#### EXTRAIT À LIRE:
Les APLP disent "NON" à la réparation de la centrale nucléaire de Gentilly-2

Les APLP disent « NON » à la réparation de la centrale nucléaire de Gentilly-2

Par Marcel Jetté, ancien travailleur du nucléaire  Alors que le gouvernement remet en cause la pertinence d’investir dans la réfection de la centrale nucléaire Gentilly-2, il semble y avoir un consensus chez les travailleurs, sur la nécessité de conserver l’énergie atomique. La réalité sur le terrain est plus nuancée. Je souhaiterais vous faire part de ma propre expérience sur la question.

Je suis un ancien travailleur du nucléaire. À titre de soudeur et de contremaître, j’ai participé à la construction et à l’entretien des centrales Gentilly-1 fermée en 1980, Gentilly-2 et d’un réacteur de même type situé en Argentine. À l’époque, en 1968, mon travail semblait « propre ». Du moins, c’était plus propre à l’intérieur de la centrale qu’à l’intérieur d’un moulin à papier ou d’une raffinerie. Hydro-Québec nous rassurait dès notre arrivée en comparant les radiations émises dans notre lieu de travail aux radiations naturelles d’une banane.

Aujourd’hui je réalise que l’énergie nucléaire semblait « propre » car ses émanations sont inodores, incolores et insipides. Aujourd’hui Hydro-Québec admet émettre plus de 72 substances radioactives dans l’air, l’eau et la terre. Le tritium par exemple, est mutagène, tératogène et cancérigène. On tolère depuis longtemps des rejets de tritium 10 fois plus élevés qu’aux États-Unis et 70 fois plus qu’en Europe.

Aujourd’hui je questionne la pertinence du nucléaire à la lumière de nombreuses études scientifiques réalisées sur l’exposition aux radiations, et non sur la seule parole d’Hydro-Québec. En outre, il est important de savoir qu’aucune dose reçue n’est jugée « sécuritaire » pour notre santé. Elle s’accumule dans notre système.

Aujourd’hui, trop tard, je réalise cela alors que je suis malade. Après de longues années passées au service de l’industrie du nucléaire et d’exposition aux radiations, j’ai développé un cancer et un problème cardiaque. Les États-Unis reconnaissent les risques de maladies professionnelles pour l’ensemble des travailleurs de la filière nucléaire : mine, militaire, énergie, transport, etc. Au Gabon et au Nigeria, des mineurs sont indemnisés par l’industrie nucléaire française. Au Québec, rien. Cela fait maintenant plus de 15 ans que je me bats pour la reconnaissance des risques liés aux radiations nucléaires. C’est une question de principe, mais aussi de respects pour les gars que j’ai moi-même envoyés au coeur du réacteur. Aujourd’hui, le seul regret que j’ai c’est d’avoir été mal renseigné et d’avoir fait confiance aveuglément à Hydro-Québec.

Les employés d’Hydro-Québec et plusieurs sous-contractants sont très compétents. Ils peuvent être plus créatifs et utiles qu’au service d’une vieille bouilloire polluante. Je pense au moteur-roue développé ici au Québec et à la consolidation de créneaux présents dans la région tels que, l’éolien, la biomasse, l’hydro-électricité, le solaire et l’hydrogène. 4 milliards; c’est 1 maison sur 4 que l’on pourrait isoler au Québec, un immense chantier d’efficacité énergétique. Encourageons les microénergies, mettons sur pied un « réseau intelligent » de distribution d’énergie comme en Europe et exportons une expertise en déclassement nucléaire.

#### ENREGISTREMENTS PRÉSENTÉS:
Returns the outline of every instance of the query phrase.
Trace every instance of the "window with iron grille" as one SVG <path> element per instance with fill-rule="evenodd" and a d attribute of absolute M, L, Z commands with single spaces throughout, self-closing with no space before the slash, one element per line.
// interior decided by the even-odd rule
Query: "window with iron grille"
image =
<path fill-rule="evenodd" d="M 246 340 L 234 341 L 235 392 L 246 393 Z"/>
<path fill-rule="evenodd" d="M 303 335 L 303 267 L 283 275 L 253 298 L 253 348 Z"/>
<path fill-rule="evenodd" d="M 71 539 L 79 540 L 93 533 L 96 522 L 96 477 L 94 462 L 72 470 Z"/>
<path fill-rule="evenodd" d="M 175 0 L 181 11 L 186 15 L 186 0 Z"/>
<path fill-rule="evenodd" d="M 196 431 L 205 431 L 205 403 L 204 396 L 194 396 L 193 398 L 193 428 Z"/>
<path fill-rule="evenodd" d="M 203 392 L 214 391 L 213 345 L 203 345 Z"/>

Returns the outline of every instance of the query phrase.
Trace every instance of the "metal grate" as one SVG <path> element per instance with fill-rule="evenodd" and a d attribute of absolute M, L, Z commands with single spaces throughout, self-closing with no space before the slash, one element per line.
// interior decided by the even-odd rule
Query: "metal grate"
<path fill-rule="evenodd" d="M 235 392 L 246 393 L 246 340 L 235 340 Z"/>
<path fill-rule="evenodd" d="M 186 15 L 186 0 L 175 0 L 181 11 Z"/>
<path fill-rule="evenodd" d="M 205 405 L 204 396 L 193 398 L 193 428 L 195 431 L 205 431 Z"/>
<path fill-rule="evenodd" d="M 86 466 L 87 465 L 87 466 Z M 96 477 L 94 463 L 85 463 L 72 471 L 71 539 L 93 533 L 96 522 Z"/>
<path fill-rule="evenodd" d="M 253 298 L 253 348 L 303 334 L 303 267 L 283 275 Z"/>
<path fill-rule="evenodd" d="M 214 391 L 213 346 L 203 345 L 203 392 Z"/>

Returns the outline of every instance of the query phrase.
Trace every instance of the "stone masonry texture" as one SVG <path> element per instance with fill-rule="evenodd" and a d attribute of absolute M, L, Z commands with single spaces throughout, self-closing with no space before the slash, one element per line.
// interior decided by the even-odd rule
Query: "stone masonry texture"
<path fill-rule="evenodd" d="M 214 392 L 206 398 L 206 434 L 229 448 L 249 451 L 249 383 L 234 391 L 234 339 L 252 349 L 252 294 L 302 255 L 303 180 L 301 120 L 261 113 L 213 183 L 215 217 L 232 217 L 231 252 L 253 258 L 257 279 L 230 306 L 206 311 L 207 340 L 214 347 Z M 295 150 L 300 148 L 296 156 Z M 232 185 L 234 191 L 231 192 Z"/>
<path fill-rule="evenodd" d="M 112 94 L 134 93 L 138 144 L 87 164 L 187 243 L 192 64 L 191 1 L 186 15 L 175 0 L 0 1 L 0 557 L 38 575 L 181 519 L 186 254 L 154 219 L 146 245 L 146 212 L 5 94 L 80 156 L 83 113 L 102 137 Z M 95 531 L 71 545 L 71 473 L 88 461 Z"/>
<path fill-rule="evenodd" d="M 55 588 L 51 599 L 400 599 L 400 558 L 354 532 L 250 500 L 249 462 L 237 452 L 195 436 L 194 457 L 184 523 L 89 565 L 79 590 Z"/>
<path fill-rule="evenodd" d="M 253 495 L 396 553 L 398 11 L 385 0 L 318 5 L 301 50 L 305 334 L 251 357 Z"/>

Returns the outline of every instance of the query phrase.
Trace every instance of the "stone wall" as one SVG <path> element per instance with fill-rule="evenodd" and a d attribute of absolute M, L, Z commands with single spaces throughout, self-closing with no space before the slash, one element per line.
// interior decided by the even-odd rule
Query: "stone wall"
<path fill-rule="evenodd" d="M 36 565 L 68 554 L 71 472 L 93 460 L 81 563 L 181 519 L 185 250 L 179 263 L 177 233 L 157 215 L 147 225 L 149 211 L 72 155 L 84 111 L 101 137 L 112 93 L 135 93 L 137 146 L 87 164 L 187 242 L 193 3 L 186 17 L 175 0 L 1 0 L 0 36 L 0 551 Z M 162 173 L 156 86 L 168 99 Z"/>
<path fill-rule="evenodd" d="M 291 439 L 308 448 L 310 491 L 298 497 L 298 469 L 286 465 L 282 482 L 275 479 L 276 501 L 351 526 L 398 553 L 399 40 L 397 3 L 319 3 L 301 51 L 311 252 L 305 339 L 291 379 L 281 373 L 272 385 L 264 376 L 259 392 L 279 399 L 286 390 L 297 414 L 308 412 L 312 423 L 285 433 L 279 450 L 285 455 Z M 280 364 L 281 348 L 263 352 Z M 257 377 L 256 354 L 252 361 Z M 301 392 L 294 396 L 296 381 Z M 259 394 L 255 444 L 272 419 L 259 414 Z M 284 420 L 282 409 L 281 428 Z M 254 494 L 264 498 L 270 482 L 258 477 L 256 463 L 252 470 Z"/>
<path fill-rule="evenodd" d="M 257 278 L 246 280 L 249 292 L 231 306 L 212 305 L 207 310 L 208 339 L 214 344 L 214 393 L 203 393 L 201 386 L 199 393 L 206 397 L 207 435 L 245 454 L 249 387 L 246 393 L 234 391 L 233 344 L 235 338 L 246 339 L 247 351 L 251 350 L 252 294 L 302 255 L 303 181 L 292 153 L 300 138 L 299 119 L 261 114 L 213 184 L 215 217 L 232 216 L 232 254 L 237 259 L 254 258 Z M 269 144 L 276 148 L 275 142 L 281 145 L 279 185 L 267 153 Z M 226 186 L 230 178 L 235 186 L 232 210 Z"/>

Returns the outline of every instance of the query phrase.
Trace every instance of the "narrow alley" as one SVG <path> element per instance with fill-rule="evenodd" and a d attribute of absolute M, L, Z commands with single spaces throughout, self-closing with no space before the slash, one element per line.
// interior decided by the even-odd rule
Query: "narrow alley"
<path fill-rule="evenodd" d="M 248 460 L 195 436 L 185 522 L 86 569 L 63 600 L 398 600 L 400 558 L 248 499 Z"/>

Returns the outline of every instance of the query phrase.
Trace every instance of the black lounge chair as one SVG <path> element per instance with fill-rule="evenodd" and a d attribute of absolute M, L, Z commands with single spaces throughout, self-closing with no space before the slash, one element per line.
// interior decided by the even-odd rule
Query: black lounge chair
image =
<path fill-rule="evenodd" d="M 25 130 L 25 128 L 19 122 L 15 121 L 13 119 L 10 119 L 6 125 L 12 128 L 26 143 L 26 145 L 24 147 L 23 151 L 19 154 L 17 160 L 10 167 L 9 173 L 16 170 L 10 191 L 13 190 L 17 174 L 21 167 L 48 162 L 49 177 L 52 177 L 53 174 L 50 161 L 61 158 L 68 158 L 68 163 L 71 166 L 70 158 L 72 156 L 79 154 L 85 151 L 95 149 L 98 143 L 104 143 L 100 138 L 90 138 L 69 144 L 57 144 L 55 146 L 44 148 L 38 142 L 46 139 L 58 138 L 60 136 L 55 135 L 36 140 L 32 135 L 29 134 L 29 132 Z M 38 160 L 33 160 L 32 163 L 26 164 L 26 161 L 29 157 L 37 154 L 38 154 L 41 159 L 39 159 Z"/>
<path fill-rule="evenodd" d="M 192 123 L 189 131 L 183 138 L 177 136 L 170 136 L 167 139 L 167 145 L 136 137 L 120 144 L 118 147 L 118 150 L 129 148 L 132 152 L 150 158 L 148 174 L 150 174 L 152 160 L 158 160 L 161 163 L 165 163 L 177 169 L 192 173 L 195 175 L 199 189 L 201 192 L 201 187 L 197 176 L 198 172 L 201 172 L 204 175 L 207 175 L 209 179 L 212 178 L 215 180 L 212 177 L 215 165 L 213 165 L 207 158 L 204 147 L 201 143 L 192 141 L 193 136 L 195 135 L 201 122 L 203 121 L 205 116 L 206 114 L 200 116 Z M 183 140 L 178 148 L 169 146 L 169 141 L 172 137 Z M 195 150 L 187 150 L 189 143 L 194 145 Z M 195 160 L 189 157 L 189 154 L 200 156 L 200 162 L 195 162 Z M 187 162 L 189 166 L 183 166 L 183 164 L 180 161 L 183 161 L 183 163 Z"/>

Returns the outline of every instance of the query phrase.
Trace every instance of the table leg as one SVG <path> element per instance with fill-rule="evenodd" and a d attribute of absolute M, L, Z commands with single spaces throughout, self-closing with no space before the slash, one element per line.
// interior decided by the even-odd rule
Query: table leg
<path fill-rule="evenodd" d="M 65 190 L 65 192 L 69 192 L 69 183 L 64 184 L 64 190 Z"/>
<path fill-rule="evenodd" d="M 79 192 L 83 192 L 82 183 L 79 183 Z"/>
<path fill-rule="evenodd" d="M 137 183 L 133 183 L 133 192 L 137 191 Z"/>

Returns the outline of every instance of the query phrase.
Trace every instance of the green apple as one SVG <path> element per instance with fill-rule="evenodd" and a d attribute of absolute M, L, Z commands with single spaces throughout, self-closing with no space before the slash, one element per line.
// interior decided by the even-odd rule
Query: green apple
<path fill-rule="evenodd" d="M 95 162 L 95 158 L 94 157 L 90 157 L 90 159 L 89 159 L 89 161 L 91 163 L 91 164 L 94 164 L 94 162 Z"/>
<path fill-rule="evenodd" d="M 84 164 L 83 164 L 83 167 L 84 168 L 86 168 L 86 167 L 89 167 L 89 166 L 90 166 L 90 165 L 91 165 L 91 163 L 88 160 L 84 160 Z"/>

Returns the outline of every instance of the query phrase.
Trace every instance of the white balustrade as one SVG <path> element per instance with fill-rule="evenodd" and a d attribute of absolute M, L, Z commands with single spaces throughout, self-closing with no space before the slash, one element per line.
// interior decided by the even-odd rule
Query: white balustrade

#### TÂCHES À RÉALISER:
- 1) Répondez aux questions suivantes d'après l'extrait sur Gentilly-2 :
(a) En quelle année la centrale Gentilly-1 a-t-elle été fermée ?
(b) Combien de substances radioactives Hydro-Québec admet-elle émettre dans l'air, l'eau et la terre ?
(c) Depuis combien de temps l'auteur se bat-il pour la reconnaissance des risques liés aux radiations nucléaires ?
- 2) Reproduisez fidèlement tout le passage de l'extrait sur Gentilly-2 qui va de « Aujourd’hui je réalise » jusqu'à « dans notre système. ».

#### RÉPONSES AUX TÂCHES:
- 1)
(a) En 1980.
(b) Plus de 72.
(c) Depuis plus de 15 ans.

- 2)
Aujourd’hui je réalise que l’énergie nucléaire semblait « propre » car ses émanations sont inodores, incolores et insipides. Aujourd’hui Hydro-Québec admet émettre plus de 72 substances radioactives dans l’air, l’eau et la terre. Le tritium par exemple, est mutagène, tératogène et cancérigène. On tolère depuis longtemps des rejets de tritium 10 fois plus élevés qu’aux États-Unis et 70 fois plus qu’en Europe.

Aujourd’hui je questionne la pertinence du nucléaire à la lumière de nombreuses études scientifiques réalisées sur l’exposition aux radiations, et non sur la seule parole d’Hydro-Québec. En outre, il est important de savoir qu’aucune dose reçue n’est jugée « sécuritaire » pour notre santé. Elle s’accumule dans notre système.